**Input**

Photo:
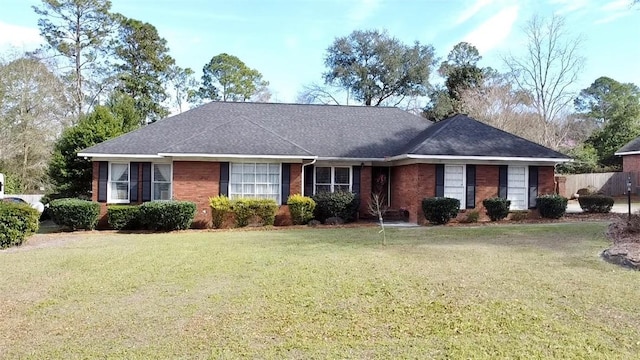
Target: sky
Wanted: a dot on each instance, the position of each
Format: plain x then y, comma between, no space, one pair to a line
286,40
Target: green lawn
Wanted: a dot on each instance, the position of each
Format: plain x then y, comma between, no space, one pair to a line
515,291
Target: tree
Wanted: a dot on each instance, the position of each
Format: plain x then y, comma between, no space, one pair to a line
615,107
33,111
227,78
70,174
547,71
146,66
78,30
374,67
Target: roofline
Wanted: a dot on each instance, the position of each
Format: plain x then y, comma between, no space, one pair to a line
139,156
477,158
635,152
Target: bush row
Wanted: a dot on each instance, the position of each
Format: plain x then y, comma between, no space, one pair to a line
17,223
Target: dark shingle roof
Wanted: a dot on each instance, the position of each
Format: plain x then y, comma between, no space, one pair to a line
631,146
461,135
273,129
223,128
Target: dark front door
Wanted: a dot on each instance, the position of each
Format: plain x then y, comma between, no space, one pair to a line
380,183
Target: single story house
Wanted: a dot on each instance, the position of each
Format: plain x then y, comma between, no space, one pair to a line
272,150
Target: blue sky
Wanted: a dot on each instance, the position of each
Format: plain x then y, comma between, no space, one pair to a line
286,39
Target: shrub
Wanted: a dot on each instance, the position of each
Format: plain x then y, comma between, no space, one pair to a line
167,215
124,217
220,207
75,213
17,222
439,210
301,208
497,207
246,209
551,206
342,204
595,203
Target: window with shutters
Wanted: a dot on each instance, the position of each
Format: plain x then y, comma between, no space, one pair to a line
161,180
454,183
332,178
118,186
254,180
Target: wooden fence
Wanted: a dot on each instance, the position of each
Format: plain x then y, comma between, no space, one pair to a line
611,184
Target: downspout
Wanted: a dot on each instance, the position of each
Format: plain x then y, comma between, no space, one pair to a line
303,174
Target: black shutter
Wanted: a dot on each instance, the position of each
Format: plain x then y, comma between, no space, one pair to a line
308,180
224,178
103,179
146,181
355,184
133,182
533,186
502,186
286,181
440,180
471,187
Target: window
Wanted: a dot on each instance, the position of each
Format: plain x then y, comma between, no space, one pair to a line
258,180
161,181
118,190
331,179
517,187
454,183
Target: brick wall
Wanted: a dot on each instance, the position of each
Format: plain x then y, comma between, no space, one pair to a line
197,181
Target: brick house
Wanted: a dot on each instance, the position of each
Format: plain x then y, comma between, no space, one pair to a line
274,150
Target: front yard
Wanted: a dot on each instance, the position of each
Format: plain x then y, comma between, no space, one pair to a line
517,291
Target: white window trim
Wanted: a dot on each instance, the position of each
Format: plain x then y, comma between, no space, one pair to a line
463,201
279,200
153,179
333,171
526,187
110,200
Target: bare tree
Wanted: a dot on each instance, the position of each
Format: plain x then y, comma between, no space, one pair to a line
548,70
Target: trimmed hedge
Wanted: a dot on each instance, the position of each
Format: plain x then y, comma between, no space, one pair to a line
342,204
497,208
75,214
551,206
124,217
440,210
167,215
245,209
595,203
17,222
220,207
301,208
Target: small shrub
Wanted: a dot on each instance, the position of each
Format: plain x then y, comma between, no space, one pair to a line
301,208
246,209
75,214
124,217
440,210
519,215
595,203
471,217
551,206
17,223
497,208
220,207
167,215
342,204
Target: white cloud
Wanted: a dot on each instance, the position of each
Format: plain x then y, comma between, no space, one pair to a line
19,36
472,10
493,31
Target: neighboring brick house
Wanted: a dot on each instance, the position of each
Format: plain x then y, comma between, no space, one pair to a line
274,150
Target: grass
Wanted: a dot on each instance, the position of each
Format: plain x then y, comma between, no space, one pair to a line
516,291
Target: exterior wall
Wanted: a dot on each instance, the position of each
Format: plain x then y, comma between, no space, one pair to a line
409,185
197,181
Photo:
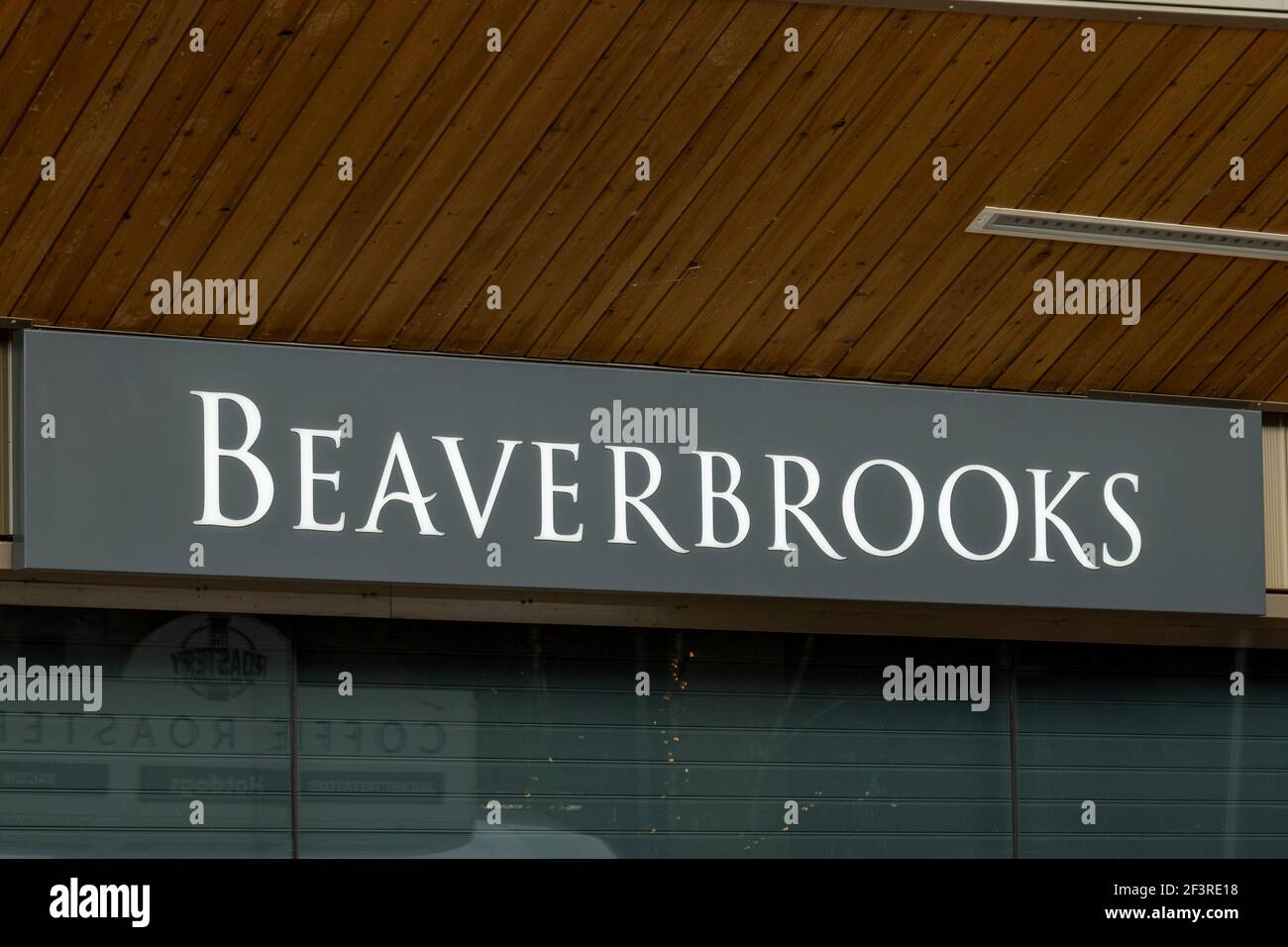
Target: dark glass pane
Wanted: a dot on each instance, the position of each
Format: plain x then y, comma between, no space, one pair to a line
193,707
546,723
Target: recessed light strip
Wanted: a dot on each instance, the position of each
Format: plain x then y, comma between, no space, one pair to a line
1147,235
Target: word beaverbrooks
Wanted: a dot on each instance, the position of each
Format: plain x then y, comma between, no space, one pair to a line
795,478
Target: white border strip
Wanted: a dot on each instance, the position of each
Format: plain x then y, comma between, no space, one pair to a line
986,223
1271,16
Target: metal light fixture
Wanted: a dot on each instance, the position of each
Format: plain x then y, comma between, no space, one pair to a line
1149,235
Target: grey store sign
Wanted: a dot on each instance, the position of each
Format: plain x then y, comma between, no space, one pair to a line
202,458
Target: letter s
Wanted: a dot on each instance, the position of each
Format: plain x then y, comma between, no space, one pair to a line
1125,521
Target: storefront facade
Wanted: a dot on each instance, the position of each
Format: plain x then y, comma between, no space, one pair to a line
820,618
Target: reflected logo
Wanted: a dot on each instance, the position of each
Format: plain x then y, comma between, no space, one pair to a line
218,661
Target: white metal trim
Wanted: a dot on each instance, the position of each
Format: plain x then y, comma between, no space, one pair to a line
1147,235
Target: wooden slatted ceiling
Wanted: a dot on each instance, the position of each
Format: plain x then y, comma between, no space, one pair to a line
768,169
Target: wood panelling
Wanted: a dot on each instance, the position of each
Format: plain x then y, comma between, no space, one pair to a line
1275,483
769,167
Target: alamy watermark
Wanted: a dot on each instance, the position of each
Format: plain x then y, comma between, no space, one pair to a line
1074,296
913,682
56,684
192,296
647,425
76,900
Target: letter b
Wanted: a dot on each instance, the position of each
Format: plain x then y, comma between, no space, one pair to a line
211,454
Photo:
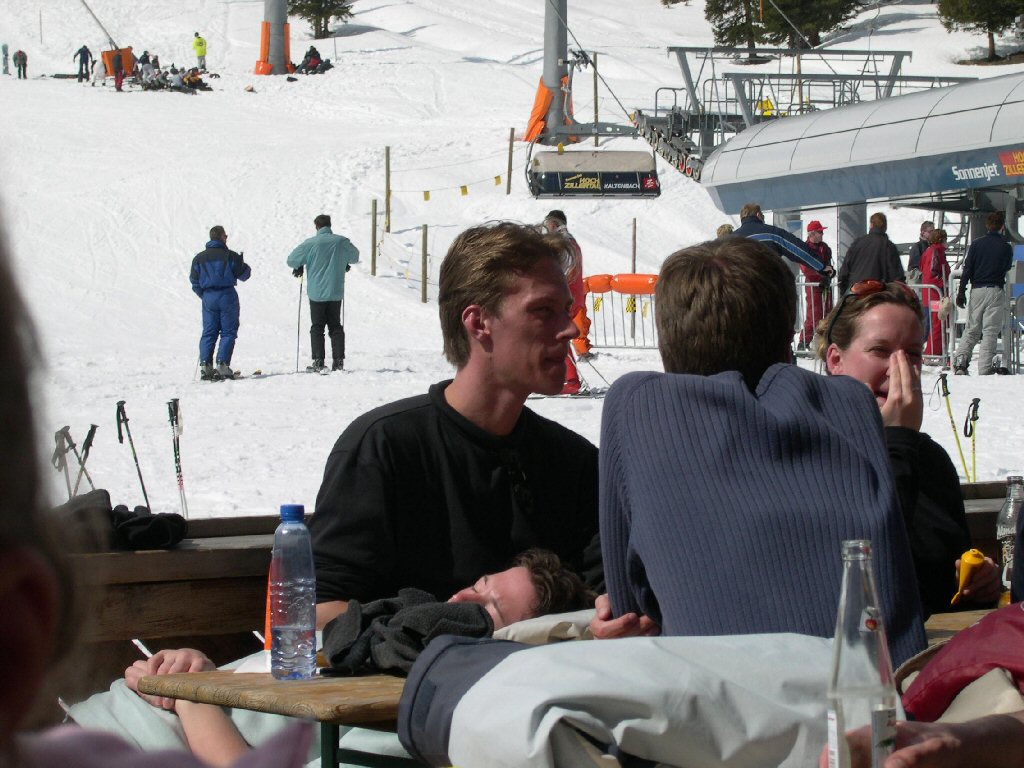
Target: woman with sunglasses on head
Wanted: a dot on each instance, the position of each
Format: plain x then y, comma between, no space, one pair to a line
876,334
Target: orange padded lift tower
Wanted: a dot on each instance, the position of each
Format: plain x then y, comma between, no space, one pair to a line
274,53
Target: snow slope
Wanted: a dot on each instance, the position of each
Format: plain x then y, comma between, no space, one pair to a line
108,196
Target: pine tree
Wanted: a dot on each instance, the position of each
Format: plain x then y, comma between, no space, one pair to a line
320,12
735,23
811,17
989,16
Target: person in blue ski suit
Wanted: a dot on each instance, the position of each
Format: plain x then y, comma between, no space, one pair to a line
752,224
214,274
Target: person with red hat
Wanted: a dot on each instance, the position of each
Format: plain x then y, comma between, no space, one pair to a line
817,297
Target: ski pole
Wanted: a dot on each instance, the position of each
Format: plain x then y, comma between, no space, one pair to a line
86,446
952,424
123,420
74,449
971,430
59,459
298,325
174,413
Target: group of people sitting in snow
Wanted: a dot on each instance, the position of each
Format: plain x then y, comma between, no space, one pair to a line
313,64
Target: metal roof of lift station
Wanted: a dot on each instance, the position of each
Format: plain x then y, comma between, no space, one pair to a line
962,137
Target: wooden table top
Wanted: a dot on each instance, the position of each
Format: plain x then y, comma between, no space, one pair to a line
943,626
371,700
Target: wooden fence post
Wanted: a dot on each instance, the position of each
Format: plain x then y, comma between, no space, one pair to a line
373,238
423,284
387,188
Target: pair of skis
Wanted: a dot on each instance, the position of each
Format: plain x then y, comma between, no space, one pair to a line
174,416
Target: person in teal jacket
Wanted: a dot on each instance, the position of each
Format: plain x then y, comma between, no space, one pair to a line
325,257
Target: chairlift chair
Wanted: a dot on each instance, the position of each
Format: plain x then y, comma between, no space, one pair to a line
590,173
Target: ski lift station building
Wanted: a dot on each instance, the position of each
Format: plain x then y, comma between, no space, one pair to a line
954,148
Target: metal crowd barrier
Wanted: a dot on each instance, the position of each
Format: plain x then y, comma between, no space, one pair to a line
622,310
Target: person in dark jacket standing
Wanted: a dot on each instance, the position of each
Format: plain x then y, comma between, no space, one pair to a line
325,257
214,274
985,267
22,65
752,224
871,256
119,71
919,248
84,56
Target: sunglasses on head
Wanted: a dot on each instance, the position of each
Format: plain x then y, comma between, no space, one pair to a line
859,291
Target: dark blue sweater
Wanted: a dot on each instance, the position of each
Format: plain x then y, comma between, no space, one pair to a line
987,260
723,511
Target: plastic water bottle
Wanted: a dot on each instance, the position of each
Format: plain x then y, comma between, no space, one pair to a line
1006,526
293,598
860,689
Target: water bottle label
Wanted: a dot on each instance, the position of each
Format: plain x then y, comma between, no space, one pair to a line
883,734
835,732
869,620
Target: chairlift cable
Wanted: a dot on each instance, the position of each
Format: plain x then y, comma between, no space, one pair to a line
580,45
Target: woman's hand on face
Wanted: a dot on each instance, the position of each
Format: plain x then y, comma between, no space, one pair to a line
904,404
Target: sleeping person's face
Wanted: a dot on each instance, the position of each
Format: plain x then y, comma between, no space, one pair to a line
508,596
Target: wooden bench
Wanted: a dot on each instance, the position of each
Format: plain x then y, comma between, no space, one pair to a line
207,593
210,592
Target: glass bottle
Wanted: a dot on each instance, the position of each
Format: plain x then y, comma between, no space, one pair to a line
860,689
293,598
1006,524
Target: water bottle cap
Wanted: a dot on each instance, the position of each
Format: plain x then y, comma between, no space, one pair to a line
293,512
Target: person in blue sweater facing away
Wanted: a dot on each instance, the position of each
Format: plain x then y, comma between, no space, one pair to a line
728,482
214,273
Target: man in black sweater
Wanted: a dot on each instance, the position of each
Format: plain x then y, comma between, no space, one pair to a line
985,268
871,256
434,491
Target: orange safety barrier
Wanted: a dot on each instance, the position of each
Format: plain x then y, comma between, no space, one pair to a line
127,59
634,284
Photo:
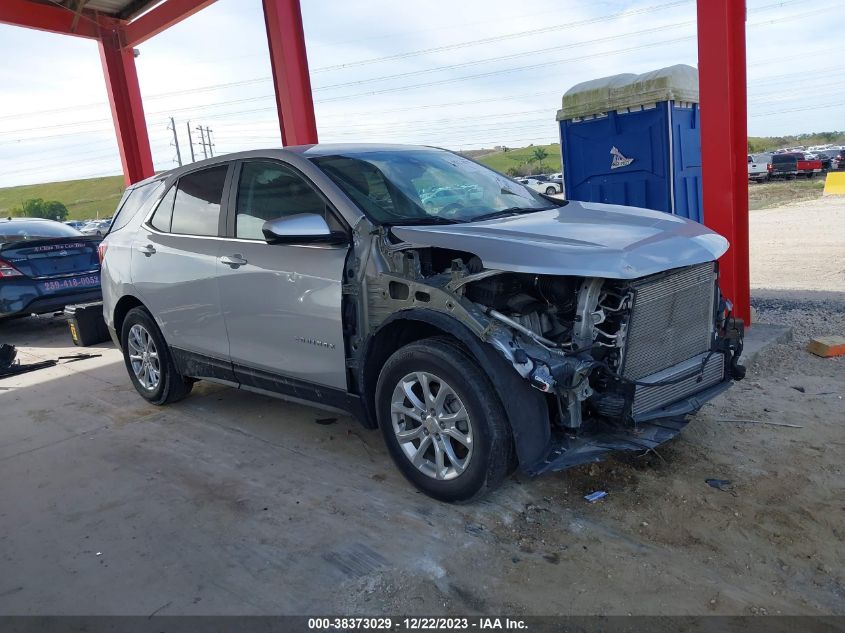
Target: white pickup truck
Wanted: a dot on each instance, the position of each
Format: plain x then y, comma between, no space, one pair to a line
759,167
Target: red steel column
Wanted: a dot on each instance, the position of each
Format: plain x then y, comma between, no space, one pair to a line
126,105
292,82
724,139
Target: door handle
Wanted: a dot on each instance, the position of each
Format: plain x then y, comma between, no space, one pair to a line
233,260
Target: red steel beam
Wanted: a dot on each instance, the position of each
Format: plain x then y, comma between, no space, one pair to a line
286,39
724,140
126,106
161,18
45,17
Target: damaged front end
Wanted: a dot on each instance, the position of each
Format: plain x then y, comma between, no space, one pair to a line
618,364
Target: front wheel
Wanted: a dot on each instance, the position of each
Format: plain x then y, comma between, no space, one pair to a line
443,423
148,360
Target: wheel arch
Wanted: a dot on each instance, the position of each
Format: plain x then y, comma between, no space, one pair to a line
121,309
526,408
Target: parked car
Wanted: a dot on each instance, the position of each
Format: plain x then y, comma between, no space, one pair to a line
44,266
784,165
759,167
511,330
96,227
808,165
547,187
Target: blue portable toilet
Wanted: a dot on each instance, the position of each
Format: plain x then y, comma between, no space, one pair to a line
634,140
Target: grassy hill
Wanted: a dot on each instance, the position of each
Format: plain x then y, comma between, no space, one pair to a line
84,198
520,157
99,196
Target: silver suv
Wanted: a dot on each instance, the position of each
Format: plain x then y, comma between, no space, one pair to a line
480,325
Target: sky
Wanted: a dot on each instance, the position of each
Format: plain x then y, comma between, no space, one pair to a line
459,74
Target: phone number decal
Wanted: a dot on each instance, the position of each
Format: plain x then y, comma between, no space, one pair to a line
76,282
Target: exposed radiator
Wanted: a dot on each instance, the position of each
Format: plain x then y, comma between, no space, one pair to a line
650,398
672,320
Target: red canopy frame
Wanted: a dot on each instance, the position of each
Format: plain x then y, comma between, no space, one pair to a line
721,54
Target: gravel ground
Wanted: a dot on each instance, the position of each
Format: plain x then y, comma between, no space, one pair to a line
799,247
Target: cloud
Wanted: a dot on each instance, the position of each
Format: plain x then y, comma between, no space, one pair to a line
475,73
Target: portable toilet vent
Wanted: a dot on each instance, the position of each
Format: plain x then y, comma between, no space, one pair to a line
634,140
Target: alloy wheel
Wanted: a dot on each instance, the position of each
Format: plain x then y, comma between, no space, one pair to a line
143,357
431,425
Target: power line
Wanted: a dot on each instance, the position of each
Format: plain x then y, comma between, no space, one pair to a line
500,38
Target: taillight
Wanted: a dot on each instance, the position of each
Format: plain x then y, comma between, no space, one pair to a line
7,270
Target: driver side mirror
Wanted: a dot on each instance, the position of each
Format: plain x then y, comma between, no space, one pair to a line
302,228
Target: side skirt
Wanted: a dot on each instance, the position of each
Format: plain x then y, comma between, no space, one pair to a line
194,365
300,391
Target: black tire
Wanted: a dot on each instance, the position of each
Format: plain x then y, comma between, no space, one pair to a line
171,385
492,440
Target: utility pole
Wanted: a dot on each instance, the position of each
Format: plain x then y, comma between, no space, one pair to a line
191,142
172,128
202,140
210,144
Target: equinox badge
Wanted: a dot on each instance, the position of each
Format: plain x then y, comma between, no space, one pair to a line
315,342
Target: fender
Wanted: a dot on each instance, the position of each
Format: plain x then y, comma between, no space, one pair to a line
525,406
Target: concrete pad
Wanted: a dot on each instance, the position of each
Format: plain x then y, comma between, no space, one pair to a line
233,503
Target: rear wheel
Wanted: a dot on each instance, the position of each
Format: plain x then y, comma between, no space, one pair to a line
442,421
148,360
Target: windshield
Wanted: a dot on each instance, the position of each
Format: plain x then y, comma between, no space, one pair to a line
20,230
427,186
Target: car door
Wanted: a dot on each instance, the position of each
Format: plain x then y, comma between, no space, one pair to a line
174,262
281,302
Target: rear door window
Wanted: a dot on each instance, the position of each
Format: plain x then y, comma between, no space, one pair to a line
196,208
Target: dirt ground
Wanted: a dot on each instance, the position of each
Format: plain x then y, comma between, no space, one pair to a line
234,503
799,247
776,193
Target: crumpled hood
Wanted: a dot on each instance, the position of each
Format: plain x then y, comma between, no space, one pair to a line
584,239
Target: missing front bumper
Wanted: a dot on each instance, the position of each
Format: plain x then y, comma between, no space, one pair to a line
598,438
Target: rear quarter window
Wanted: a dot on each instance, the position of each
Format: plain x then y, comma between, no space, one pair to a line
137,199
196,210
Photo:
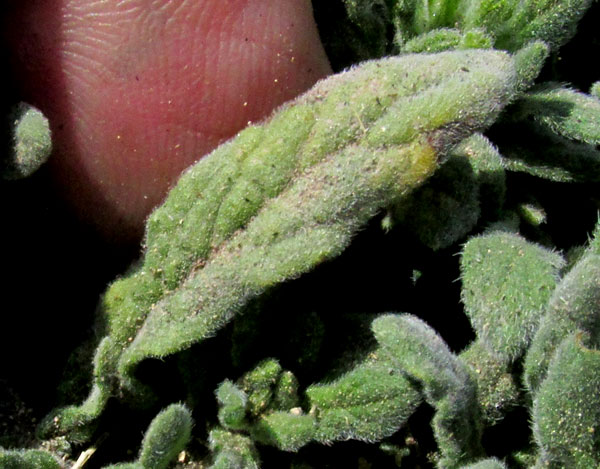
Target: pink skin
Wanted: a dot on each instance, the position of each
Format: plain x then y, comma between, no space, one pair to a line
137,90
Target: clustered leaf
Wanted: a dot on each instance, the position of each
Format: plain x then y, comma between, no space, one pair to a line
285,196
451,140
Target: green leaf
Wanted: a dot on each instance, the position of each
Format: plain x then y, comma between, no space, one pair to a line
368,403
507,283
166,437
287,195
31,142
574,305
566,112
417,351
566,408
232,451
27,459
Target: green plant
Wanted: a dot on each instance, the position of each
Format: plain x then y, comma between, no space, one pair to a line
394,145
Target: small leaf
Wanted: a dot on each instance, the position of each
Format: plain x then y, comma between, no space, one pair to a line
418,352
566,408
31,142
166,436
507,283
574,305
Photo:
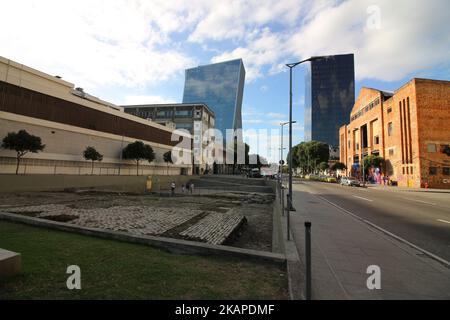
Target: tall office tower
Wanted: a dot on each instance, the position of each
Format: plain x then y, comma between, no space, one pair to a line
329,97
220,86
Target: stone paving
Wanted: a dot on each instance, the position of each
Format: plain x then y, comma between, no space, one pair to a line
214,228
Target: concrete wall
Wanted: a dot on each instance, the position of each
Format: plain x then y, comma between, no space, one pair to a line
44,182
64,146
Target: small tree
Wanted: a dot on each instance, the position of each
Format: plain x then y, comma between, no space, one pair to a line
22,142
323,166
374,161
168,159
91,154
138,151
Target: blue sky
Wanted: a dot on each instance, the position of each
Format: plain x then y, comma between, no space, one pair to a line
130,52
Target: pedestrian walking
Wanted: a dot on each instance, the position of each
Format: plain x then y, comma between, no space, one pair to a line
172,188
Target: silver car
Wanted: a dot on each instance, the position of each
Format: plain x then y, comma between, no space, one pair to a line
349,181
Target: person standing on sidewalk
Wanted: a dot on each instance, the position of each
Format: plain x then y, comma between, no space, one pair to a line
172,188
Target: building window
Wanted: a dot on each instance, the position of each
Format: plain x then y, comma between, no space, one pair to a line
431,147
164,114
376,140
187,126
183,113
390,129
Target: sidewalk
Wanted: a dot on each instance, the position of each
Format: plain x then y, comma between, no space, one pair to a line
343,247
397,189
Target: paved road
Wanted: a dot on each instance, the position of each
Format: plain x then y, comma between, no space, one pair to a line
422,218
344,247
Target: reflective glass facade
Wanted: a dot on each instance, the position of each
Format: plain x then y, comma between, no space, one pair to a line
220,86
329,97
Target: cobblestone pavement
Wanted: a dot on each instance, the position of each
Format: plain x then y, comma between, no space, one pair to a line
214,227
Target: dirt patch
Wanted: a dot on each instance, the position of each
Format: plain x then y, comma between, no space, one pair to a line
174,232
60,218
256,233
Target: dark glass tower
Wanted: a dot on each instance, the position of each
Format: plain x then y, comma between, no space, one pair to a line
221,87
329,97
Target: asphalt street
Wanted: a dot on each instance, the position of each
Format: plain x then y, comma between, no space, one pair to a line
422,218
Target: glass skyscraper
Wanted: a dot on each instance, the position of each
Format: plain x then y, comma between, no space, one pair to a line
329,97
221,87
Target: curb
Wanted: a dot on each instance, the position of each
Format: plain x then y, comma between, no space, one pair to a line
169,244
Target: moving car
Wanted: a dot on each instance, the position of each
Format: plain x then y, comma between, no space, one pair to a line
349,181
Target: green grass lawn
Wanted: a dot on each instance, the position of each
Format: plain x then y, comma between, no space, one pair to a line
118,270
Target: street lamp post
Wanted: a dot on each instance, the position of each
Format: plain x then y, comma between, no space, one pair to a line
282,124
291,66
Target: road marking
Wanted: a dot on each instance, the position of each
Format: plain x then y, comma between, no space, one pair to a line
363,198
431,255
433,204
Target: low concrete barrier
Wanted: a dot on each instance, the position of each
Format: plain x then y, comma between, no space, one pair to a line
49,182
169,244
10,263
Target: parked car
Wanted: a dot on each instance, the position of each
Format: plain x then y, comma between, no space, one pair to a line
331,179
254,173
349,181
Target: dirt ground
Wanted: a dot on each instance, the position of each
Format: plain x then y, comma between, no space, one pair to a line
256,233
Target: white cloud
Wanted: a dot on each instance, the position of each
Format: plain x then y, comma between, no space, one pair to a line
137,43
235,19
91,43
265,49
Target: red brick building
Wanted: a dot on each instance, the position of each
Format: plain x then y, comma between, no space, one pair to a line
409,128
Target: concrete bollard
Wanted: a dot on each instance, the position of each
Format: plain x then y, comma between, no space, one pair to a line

**Exercise requirements**
From the line containing "Target: curb" to the last line of the material, please quote every line exactly and only those.

**Worked solution**
Target: curb
Wanted: a dot on each instance, the position of each
Format: plain x then y, comma between, no space, one pair to a line
169,244
Target: moving car
Wanted: a dot on each instance, the position of each
Format: plain x then y, comma between, no space, one pair to a line
349,181
Target: green grass lawn
Wanted: a dot on each instance, the position of each
Format: plain x then y, comma between, no space, one pair to a line
118,270
Target: street lamp post
Wanted: a dot on each instance, the position of each
Format: plain x then y, comma between, no space, one pair to a line
282,124
291,66
Target: road marking
Wanted: a dot on each instance, the position of each
Format: plain x then y, comma between, no space, one pair to a line
363,198
431,255
433,204
Target: low concrete barrier
Wanted: a dot on each instance, the position of each
Format: plain x then y, comma between, no space, one pair to a line
49,182
169,244
10,263
Target: parked car
Wanted: a dot on each instance, the position of each
Format: plain x then y, comma between, no space, one pair to a line
331,179
254,173
349,181
Target: dirt ground
Wanted: a dot on each instance, the position of each
Format: plain x then y, comma between, no space, one pair to a line
256,233
Target: white cloud
Wanted: a dot on each instance, the position of each
Format: plain x then y, comma between, no space, one pair to a line
137,43
235,19
91,43
265,49
Target: red brick building
Wanted: a dot on each instance, the position of each
Format: plain x then y, comma between, no space, one pair to a line
409,128
Target: concrete bollard
Wanted: a dot on each instance, the position of each
Format: plain x then y, comma between, no space, one pair to a line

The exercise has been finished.